Auszug:
▶

Ich hoffe es zu retten. Ich bin sehr eng verbunden mit dem Rothenburger Dekanat und halte die Kirche gerade heute für einen ganz wichtigen gesellschaftlichen Anker. Sie war einmal viel stärker ein Ort der persönlichen Begegnung, des Austauschs. Ähnliches gilt übrigens für Rotary. Aber die sozialen Medien machen die persönliche Begegnung für manche Menschen überflüssig. Man trifft sich lieber online. Weihnachten ist aber eines der wichtigsten Kirchenfeste, es lebt von der persönlichen Begegnung. Und ich hoffe, dass die Menschen nicht nur zu Weihnachten in die Kirche gehen.
Sie sagten selbst: die Welt verändert sich. Auch in Österreich und Deutschland werden zu Weihnachten immer mehr amerikanische Einflüsse sichtbar. In den Schaufenstern hängen riesige "Merry-X-mas-Schilder".
Genau das hat uns dazu veranlasst zu sagen, wir vermitteln den Besuchern den Wert der deutschen Weihnacht. Bei uns gibt es das Christkind und den Weihnachtsmann, aber nicht Santa Claus. Mehr können wir nicht machen. Der Einfluss amerikanischer Weihnachtsdekorationen kommt letztlich auch über die Importeure und die Messebesucher in Fernost. Daran orientieren sich die asiatischen Hersteller. Weihnachtsartikel werden dort produziert, wo es am günstigsten ist, und die Hersteller orientieren sich am größten Markt – das ist der amerikanische. Und die Importeure aus Deutschland kaufen die Dinge, die sie auf den Messen sehen und die sie zum Teil billig einkaufen können. Das ist so, daran können wir nichts ändern.

◀

Datenzeilen:
▶

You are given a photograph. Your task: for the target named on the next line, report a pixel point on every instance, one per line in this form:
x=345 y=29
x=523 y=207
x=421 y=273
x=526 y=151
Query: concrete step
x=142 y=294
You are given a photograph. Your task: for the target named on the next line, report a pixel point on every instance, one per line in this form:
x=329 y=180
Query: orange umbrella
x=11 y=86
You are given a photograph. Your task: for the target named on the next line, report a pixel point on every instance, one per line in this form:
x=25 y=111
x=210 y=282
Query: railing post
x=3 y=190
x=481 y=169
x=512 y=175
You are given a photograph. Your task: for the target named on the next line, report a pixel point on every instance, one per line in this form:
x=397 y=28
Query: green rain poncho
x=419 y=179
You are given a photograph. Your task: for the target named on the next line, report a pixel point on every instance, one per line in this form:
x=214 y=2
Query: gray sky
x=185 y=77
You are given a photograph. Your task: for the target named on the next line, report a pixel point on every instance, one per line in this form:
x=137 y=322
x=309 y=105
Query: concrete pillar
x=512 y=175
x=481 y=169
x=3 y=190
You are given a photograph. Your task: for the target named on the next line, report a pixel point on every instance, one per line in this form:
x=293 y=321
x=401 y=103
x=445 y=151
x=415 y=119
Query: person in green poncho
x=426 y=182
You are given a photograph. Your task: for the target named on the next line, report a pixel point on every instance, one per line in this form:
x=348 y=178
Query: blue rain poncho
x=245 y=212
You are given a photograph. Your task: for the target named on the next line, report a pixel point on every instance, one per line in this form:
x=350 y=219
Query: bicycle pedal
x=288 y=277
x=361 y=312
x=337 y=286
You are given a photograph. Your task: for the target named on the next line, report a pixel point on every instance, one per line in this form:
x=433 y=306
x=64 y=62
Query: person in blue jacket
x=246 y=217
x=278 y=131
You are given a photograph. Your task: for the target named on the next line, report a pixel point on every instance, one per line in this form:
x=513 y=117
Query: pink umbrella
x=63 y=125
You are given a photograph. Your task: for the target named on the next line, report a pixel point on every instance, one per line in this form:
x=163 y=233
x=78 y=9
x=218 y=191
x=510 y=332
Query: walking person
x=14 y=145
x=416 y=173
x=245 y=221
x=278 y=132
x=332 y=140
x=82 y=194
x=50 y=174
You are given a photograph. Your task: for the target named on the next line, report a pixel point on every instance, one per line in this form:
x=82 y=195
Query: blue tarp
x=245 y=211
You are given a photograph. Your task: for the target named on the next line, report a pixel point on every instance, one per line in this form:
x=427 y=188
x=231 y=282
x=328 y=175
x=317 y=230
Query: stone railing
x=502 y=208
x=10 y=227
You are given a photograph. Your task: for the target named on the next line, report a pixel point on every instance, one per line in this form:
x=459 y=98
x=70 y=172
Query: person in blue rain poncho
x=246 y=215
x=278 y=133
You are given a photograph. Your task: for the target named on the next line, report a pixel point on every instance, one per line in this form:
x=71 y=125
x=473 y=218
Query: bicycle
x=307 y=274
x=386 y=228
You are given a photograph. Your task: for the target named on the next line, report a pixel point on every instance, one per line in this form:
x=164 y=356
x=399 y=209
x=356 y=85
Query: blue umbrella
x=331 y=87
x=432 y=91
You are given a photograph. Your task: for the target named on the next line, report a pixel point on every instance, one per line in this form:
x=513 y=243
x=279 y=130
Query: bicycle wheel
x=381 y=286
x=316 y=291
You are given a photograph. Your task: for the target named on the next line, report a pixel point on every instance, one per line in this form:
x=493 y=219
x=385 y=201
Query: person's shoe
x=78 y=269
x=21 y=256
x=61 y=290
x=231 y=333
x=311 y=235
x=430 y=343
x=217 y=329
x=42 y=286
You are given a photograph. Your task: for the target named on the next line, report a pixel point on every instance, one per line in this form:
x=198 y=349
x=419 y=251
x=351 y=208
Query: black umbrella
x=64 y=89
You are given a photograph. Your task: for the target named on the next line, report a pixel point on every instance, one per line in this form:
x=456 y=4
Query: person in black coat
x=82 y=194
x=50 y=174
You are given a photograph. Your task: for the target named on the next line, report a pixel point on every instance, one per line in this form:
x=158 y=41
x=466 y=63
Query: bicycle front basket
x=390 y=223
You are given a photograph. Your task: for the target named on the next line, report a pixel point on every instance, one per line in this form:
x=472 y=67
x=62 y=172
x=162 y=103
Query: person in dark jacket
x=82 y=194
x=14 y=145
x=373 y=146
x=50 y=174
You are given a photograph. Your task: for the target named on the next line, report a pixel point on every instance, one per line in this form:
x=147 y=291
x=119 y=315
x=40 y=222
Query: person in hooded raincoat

◀

Aufgabe 1: Übersetze diesen Satz aus dem Auszug über Weihnachten ins Englische: „Weihnachten ist aber eines der wichtigsten Kirchenfeste, es lebt von der persönlichen Begegnung.“
Aufgabe 2: Schreib aus dem Auszug über Weihnachten Wort für Wort ab, beginnend mit „Ich hoffe es“ und weiter bis einschließlich „die Kirche gehen.“.
Die Zeilen spielen hier keine Rolle.

Lösung 1: But Christmas is one of the most important church festivals; it thrives on personal encounters.

Lösung 2:
Ich hoffe es zu retten. Ich bin sehr eng verbunden mit dem Rothenburger Dekanat und halte die Kirche gerade heute für einen ganz wichtigen gesellschaftlichen Anker. Sie war einmal viel stärker ein Ort der persönlichen Begegnung, des Austauschs. Ähnliches gilt übrigens für Rotary. Aber die sozialen Medien machen die persönliche Begegnung für manche Menschen überflüssig. Man trifft sich lieber online. Weihnachten ist aber eines der wichtigsten Kirchenfeste, es lebt von der persönlichen Begegnung. Und ich hoffe, dass die Menschen nicht nur zu Weihnachten in die Kirche gehen.